### What is expected
Put the lines below into a numbered list, leaving out any blank lines.

>>>

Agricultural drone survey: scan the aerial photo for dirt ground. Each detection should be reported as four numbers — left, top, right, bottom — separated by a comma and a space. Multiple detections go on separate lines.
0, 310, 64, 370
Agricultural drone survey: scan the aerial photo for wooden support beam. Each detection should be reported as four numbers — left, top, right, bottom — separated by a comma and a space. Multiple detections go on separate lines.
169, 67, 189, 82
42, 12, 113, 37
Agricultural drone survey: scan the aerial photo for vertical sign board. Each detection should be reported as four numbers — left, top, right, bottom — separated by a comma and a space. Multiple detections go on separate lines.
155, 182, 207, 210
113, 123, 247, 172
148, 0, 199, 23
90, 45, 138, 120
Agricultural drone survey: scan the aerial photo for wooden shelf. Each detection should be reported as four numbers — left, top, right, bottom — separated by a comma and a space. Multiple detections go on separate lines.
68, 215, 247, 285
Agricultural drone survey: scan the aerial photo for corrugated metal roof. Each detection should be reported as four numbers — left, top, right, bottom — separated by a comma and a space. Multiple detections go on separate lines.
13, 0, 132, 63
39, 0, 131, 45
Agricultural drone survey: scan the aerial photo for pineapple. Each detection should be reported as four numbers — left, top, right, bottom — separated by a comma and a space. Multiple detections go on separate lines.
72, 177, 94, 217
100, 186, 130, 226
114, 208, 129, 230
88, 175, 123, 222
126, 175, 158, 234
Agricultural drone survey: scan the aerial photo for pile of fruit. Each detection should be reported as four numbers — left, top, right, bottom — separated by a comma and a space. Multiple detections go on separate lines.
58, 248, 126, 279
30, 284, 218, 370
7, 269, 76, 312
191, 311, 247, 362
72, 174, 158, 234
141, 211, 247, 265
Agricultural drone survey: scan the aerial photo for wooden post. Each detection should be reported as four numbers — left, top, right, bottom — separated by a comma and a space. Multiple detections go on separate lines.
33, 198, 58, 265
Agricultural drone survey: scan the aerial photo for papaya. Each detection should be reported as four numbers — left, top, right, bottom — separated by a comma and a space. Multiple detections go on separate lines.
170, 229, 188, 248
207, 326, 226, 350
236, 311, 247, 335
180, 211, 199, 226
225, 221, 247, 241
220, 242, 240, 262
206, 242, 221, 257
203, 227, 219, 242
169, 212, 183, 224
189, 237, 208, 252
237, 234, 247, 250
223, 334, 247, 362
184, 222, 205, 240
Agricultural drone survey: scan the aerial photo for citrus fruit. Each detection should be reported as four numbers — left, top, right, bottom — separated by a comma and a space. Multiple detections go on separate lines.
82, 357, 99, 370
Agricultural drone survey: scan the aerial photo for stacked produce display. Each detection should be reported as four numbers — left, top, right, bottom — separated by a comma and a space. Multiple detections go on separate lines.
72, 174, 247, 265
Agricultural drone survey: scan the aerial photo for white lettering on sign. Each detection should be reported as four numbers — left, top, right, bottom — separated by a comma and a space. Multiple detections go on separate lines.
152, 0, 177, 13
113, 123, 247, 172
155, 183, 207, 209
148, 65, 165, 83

<<<

### Problem solution
1. Agricultural drone survey: scan the aerial photo for dirt ground. Each detection should be reported as four numbers — left, top, right, bottom — separated by a comma and a space. Multiple detections go on separate lines.
2. 0, 310, 64, 370
3. Agricultural drone survey: scan the aerial photo for wooden support beam. Each detection should be reported as four numbers — left, top, right, bottom — separated by a comma and a space. Multiple detections go on separate lines.
4. 169, 67, 189, 82
5. 42, 12, 113, 37
6. Agricultural drone survey: scan the aerial photo for vertical sign board. Each detection should be reported as four numbers — left, top, right, bottom — separated by a comma and a space. Multiple detections go on separate lines.
7. 155, 182, 207, 210
8. 113, 123, 247, 172
9. 148, 0, 199, 23
10. 90, 45, 138, 120
11. Agricultural drone survey: scan the aerial photo for wooden shelf. Each detection should be reported as four numbers — left, top, right, bottom — separated by a comma and a space. Multiple detections go on separate lines.
12. 68, 215, 247, 285
13. Agricultural drone survey: scan the aerial photo for corrugated metal roof. Each detection should be reported as four numbers — left, top, right, bottom — separated by a comma and a space. Multiple detections go on separate lines.
14. 13, 0, 132, 63
15. 39, 0, 131, 45
16. Agricultural drone survey: scan the aerial photo for pineapple. Each detection should be reported as four numbers — left, top, right, bottom — separated by a comma and a space. Multiple detections go on separate lines.
17. 72, 177, 94, 217
18. 100, 186, 130, 226
19. 114, 208, 129, 230
20. 88, 175, 123, 222
21. 126, 175, 158, 234
22. Agricultural drone survey: scan the aerial photo for pile of fruit. Each detection should be reported as four numbers — left, top, right, bottom — separated by a comma and a space. Multiple detections go on separate lines.
23. 58, 248, 126, 279
24. 30, 284, 218, 370
25. 7, 269, 76, 312
26. 191, 311, 247, 362
27. 72, 174, 158, 234
28. 141, 211, 247, 265
29. Agricultural drone survey: scan the aerial photo for wooden post. Each detection should be reported as four numbers — left, top, right, bottom — separated by a comma and a space. Multiple detections go on separate lines.
30. 33, 198, 58, 265
31. Agricultural drone survey: scan the aerial photo for papaya. Each detection should be reported as four numbers — left, top, right, bottom — separated by a comma and a space. Multiple detections go on separate lines.
32. 170, 229, 188, 248
33. 207, 326, 226, 350
34. 236, 311, 247, 335
35. 180, 211, 199, 226
36. 225, 221, 247, 241
37. 220, 242, 240, 262
38. 206, 242, 221, 257
39. 203, 227, 219, 242
40. 169, 212, 183, 224
41. 189, 237, 208, 252
42. 237, 234, 247, 250
43. 223, 334, 247, 362
44. 184, 222, 205, 240
45. Agricultural drone survey: scan the aerial photo for citrus fruit. Each detection should be reported as four numbers — left, top, right, bottom — separated by a comma and a space. Multiple detections go on separate lines.
46. 82, 357, 99, 370
47. Agricultural drone survey: scan the aerial photo for stacked produce display. Each detection should be reported as four numbers — left, top, right, bottom — separated by a comma and a space. Multiple detections go on separate lines.
48. 72, 174, 247, 265
49. Agricultural drone survey: scan the aerial photo for white lettering on sign. Each detection should be reported as four numbers — left, top, right, bottom — separated by a comma and a space. Multiple detections go on separate lines.
50. 152, 0, 177, 13
51. 113, 123, 247, 172
52. 155, 183, 207, 209
53. 148, 65, 165, 83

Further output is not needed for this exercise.